Written instruction —
Return every line of the records below that contains the word "white", copying each line in full. Case counts, so match the word only with this exact capitalization.
·····
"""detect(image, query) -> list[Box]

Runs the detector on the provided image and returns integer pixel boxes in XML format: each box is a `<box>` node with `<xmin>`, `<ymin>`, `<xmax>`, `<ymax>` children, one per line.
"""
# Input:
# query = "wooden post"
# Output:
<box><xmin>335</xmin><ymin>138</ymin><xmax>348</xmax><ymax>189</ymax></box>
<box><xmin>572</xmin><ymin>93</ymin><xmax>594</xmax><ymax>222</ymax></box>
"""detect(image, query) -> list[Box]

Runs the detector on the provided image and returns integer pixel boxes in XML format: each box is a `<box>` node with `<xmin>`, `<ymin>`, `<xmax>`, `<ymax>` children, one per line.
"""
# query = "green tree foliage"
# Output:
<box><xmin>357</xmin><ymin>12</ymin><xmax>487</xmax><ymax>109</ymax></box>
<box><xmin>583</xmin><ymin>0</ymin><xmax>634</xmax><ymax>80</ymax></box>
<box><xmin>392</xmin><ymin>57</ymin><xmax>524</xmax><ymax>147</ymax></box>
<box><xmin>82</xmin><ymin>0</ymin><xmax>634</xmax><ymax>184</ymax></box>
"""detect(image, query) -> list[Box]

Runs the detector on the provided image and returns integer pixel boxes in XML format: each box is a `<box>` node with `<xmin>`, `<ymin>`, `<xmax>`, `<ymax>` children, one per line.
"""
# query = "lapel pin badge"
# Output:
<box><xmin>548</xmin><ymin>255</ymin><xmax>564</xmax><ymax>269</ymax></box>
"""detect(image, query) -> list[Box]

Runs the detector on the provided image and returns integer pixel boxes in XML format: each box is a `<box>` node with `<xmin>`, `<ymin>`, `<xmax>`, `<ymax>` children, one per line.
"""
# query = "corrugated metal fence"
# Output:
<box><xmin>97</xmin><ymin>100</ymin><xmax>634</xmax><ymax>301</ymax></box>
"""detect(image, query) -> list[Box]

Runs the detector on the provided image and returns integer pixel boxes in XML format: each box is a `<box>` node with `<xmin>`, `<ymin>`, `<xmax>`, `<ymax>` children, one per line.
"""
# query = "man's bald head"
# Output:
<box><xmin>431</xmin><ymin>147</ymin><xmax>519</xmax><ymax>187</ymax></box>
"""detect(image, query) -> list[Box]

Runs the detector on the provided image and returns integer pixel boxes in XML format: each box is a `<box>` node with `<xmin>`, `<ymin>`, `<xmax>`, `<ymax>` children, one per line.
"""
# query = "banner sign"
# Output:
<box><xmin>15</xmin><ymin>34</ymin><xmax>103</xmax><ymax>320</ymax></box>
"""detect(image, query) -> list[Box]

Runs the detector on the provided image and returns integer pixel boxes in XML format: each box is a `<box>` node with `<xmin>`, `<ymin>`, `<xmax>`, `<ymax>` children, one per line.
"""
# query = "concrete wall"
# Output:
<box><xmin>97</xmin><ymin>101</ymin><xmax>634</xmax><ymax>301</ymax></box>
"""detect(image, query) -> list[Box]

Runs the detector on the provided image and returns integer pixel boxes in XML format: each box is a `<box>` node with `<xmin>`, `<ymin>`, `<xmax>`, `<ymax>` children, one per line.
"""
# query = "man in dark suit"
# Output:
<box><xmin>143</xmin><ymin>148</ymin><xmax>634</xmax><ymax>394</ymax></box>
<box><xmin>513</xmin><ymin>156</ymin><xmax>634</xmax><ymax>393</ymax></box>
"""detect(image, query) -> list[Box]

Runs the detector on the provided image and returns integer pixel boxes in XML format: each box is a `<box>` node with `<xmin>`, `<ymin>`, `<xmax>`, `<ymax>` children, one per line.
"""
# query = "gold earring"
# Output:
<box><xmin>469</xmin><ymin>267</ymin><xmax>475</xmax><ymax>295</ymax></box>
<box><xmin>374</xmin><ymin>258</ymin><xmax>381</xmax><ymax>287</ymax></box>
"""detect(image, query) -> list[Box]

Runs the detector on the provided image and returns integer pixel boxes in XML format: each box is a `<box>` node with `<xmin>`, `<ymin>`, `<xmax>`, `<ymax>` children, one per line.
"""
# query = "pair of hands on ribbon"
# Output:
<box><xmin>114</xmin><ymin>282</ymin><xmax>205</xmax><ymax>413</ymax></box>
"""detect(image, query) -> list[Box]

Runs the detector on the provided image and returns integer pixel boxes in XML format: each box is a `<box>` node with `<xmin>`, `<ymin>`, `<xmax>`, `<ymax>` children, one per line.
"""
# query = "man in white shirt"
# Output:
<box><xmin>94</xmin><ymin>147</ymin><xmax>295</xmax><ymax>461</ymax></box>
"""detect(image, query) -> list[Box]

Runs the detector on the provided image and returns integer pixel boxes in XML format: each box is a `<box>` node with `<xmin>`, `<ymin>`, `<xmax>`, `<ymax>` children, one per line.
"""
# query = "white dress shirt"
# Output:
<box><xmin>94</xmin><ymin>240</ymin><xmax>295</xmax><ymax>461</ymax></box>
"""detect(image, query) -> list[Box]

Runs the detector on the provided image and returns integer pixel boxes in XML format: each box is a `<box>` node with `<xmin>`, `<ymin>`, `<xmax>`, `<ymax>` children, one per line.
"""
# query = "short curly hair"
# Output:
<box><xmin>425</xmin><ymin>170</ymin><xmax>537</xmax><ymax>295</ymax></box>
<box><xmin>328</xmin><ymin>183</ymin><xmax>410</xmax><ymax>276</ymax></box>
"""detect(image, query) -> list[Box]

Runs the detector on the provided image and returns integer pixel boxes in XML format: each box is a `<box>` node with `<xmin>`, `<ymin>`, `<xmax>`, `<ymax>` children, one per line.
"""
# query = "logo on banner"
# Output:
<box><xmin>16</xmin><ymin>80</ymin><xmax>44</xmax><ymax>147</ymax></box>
·····
Worked solution —
# query = "man in white shirt"
# query = "white dress shirt"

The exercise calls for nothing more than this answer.